# [TEXTO DE REFERENCIA]

==========

Singh fue un pionero de la fotografía paisajista y urbana retratando a través de ellas la intersección entre modernismo y tradicionalismo de la India postcolonial gracias a la influencia de lentes como Robert Frank, William Gedney y el francés Henri Cartier-Bresson. Paradójicamente, a pesar de que las restricciones comerciales impidieron la importación de película a color a su país, Singh abrazó el Kodachrome para impregnar sus imágenes de la belleza y humanismo característicos de la cultura india, rasgos que insertos en el paisaje narraron en sus obras una historia de desigualdades y profunda espiritualidad que a su juicio no podía ser plasmada monocromáticamente.
Hablamos aquí por supuesto del paisaje ocupado por el hombre, necesitado y maltratado por el hombre y a la vez asumido por este como espacio de comunión; dialogo entre el caos y la energía vital esparcida en una nación ocupada por 1,200 millones de seres. Cuestionado en su madurez artística, Singh confesó que Monsoonrains(1967), trabajada cuando contaba con apenas 25 años, constituía su obra más acabada. Tierra, clima y tradición conforman la escena de cuatro mujeres empapadas por las incesantes lluvias de los monzones que castigan gran parte del territorio del subcontinente y que a través de los tiempos se han incorporado al ethos nacional. La blanquecina humedad del horizonte y los pálidos verdes del pasto son rotos por el marrón tierra de los elegantes saris que apenas visten a estas mujeres. Sus siluetas se han hecho transparentes desnudando las pieles húmedas, como la del torso que eróticamente descuidado rompe el primer plano frente al observador. Se vive, y se sufre, con y en la naturaleza rebelada, quisiera decir la composición.
En otra paradigmática obra completada dos décadas más tarde, el artista que nos ocupa retrata una de las múltiples encarnaciones del rio Ganges dentro del hábitat de su país. En Man diving (1985) una vez más el protagonismo lo comparten hombre y entorno: el clavadista que ha sido capturado en pleno salto mostrando un cuerpo colocado casi matemáticamente sobre el horizonte en una ribera inundada por aquel océano de agua dulce. Ese sagrado (y contaminado) cauce que rasga la geografía de la India desde el Himalaya hasta Bangladesh como imborrable herida-memoria de un millón de kilómetros, y no el Sena, es, a juicio del genial Singh, el símbolo desde donde deberá partir la fotografía india en busca de su adaptación al canon moderno.
Raghubir Singh dijo una vez que le resultaba imposible expresar sus imágenes sin el color, ya que estaba convencido de que el blanco y negro representan la alienación, la muerte y ansiedad definitorias del ser occidental, rasgos que se yuxtaponen al ciclo de vida y renacimiento intrínsecos a la perennemente palpable policromía de la escena de su tierra natal. No olvidemos que la cámara y lo construido por el fotógrafo puede representar, a consideración de Barthes, un producto netamente sintético desprovisto de historia propia, o, a nuestro juicio en el caso de Singh, un verdadero “lápiz de la naturaleza” que al unísono revela la contundente voz de la denuncia y la más sublime expresión del espíritu.

==========

# [DATOS PROPORCIONADOS]
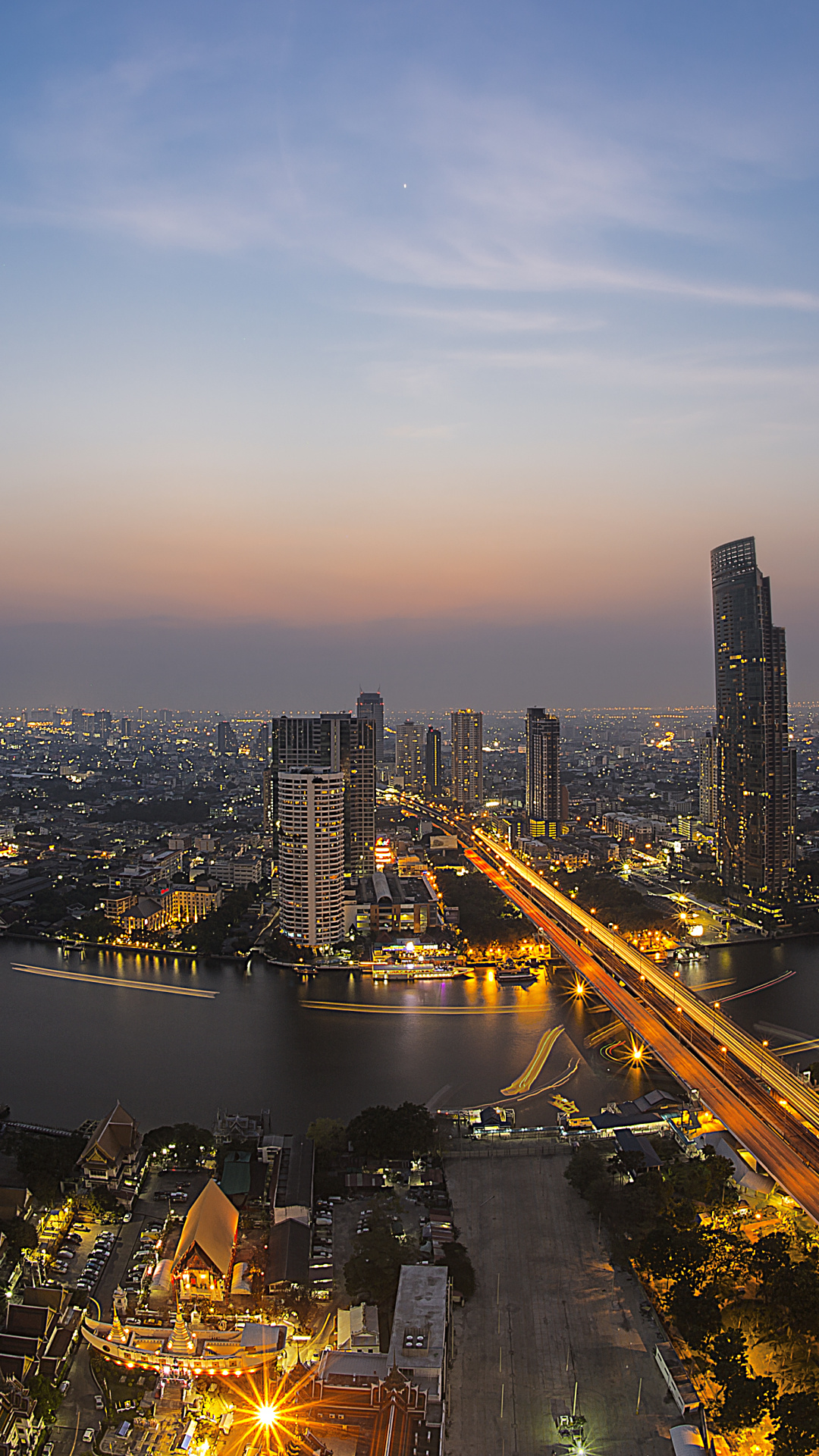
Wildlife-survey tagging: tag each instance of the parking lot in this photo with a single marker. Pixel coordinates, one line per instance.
(108, 1257)
(548, 1312)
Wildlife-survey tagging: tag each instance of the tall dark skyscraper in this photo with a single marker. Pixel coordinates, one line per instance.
(431, 764)
(371, 705)
(360, 810)
(755, 764)
(468, 759)
(542, 772)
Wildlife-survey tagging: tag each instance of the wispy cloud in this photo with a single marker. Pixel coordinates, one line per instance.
(502, 194)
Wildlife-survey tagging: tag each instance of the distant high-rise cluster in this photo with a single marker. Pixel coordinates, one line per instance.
(755, 764)
(311, 855)
(409, 759)
(371, 707)
(542, 774)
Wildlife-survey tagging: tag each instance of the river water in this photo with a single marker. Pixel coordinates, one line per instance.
(260, 1037)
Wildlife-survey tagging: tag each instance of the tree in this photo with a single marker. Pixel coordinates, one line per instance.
(746, 1400)
(186, 1141)
(697, 1316)
(770, 1253)
(385, 1133)
(375, 1267)
(46, 1163)
(19, 1235)
(796, 1419)
(585, 1166)
(673, 1254)
(795, 1293)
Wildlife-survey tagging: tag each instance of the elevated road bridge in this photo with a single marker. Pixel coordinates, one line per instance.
(760, 1100)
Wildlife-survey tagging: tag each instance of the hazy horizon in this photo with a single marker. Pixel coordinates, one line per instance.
(409, 344)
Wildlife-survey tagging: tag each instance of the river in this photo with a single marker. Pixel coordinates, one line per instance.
(175, 1040)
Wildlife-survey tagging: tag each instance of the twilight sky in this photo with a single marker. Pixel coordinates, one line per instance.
(419, 346)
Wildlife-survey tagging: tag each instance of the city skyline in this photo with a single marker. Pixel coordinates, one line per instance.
(551, 278)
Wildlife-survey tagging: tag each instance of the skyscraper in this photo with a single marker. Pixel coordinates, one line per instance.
(708, 759)
(262, 745)
(409, 755)
(755, 764)
(360, 801)
(468, 759)
(226, 742)
(311, 856)
(542, 774)
(371, 705)
(431, 777)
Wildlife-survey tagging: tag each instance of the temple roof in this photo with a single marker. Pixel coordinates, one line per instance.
(114, 1136)
(210, 1228)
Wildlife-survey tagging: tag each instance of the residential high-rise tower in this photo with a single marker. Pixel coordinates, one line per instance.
(311, 855)
(468, 759)
(708, 759)
(542, 774)
(371, 705)
(431, 762)
(755, 764)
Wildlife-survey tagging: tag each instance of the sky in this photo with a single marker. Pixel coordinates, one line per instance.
(426, 347)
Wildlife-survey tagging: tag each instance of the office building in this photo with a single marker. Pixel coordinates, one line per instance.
(360, 801)
(371, 705)
(409, 755)
(542, 774)
(226, 743)
(707, 753)
(431, 762)
(341, 745)
(311, 855)
(468, 759)
(755, 764)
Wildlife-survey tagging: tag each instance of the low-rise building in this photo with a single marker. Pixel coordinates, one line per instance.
(205, 1253)
(111, 1155)
(391, 905)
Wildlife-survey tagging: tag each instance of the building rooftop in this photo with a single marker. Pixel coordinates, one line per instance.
(210, 1228)
(419, 1326)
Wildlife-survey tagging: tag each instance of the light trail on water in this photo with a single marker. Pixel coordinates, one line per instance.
(111, 981)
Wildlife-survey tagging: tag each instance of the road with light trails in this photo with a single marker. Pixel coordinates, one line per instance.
(787, 1149)
(758, 1100)
(120, 982)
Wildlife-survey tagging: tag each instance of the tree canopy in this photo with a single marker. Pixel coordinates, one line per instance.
(385, 1133)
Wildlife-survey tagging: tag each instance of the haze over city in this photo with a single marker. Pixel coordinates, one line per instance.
(409, 728)
(394, 344)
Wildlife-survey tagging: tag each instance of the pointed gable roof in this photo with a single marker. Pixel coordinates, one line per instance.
(114, 1136)
(210, 1228)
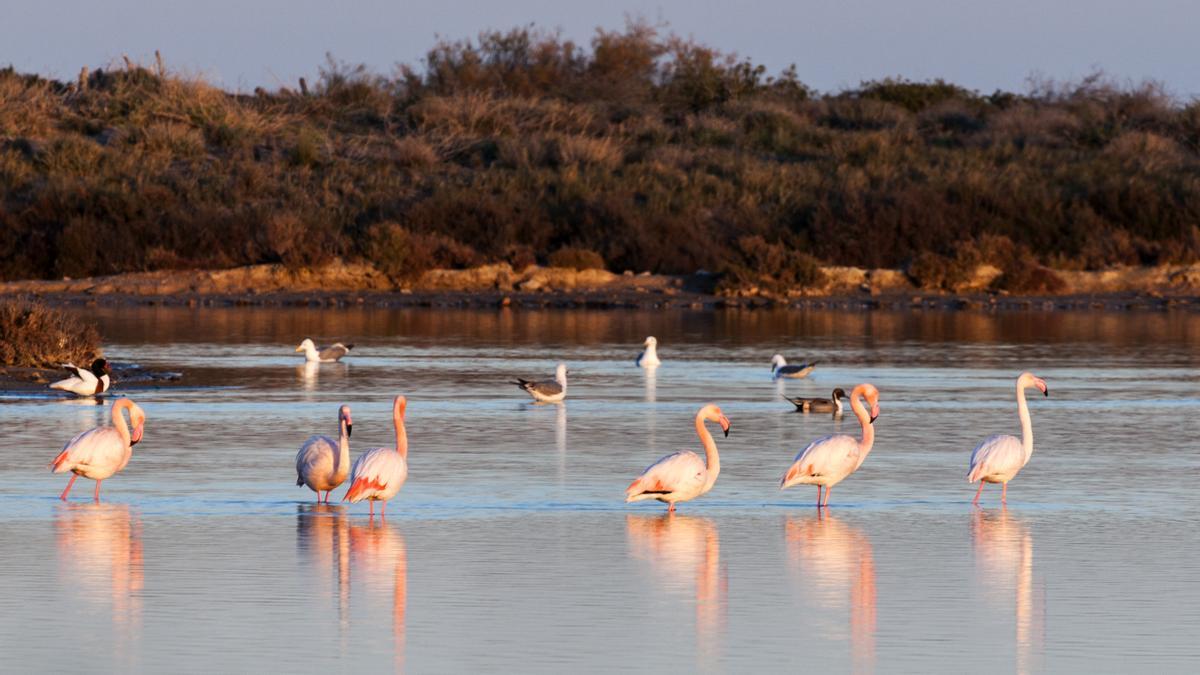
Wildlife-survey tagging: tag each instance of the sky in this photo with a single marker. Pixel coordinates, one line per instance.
(835, 45)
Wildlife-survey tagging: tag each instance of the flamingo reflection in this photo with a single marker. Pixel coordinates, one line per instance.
(101, 560)
(372, 554)
(833, 560)
(684, 553)
(1003, 549)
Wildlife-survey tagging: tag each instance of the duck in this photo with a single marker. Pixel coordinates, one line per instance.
(820, 405)
(91, 382)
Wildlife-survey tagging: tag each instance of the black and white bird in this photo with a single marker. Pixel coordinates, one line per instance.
(779, 368)
(324, 354)
(82, 382)
(546, 392)
(820, 405)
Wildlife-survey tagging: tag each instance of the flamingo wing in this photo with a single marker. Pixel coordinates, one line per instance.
(996, 455)
(831, 457)
(679, 472)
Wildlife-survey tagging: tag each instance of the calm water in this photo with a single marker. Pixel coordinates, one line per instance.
(510, 548)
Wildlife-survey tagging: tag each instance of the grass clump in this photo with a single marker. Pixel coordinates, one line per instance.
(34, 335)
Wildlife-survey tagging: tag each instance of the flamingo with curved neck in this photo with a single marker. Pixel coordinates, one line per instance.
(829, 460)
(322, 463)
(683, 476)
(997, 459)
(379, 472)
(103, 451)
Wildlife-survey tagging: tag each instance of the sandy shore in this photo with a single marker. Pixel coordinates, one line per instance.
(491, 286)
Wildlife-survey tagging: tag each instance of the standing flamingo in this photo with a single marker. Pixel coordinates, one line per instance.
(999, 458)
(682, 476)
(829, 460)
(379, 472)
(103, 451)
(323, 464)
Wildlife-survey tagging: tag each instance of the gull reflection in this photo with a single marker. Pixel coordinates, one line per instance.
(372, 554)
(101, 561)
(1003, 549)
(834, 562)
(685, 557)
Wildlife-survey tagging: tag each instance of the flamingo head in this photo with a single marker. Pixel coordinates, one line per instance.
(138, 420)
(713, 413)
(343, 417)
(871, 395)
(1030, 380)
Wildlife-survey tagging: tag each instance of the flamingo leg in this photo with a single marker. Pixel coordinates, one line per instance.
(64, 495)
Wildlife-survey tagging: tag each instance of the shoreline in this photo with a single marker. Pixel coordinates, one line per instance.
(342, 285)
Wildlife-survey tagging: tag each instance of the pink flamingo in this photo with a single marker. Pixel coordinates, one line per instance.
(683, 476)
(829, 460)
(999, 458)
(379, 472)
(322, 463)
(103, 451)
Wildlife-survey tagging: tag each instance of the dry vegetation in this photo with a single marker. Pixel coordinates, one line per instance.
(642, 150)
(35, 335)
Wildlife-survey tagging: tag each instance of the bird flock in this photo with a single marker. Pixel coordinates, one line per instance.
(323, 463)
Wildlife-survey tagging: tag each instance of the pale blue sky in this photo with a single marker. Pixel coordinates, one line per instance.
(982, 45)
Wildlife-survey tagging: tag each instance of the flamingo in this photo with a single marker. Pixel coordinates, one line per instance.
(323, 464)
(324, 354)
(997, 459)
(103, 451)
(379, 472)
(829, 460)
(649, 357)
(683, 476)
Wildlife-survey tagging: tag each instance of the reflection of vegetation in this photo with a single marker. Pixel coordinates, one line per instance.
(35, 335)
(646, 149)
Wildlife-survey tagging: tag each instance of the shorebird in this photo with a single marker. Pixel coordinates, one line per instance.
(820, 405)
(683, 476)
(324, 354)
(379, 472)
(779, 368)
(322, 463)
(997, 459)
(102, 451)
(829, 460)
(91, 382)
(546, 392)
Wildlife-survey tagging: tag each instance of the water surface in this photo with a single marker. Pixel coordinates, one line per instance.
(510, 549)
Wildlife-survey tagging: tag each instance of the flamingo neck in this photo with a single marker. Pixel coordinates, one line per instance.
(864, 418)
(401, 435)
(712, 460)
(119, 420)
(1023, 412)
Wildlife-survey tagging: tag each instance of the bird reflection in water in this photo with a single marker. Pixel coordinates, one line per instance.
(372, 554)
(834, 562)
(1003, 549)
(101, 561)
(685, 557)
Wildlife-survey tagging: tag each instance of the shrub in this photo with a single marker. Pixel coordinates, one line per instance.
(34, 335)
(576, 258)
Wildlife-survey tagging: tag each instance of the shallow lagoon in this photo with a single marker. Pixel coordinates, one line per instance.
(510, 548)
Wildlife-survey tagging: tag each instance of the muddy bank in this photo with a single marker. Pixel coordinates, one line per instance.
(499, 285)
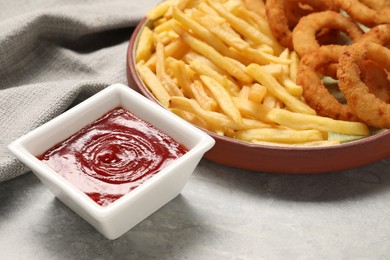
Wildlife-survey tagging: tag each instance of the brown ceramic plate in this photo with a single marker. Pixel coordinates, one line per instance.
(291, 160)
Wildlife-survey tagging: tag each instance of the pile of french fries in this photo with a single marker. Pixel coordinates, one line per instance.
(216, 64)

==========

# [CÓMO PROCEDER]
Enumere los fotógrafos que el texto sobre Raghubir Singh menciona como influencias en su obra. Sírvase responder basándose exclusivamente en el texto sobre Raghubir Singh.

# [RESPUESTA DEL EJERCICIO]
Robert Frank, William Gedney y Henri Cartier-Bresson.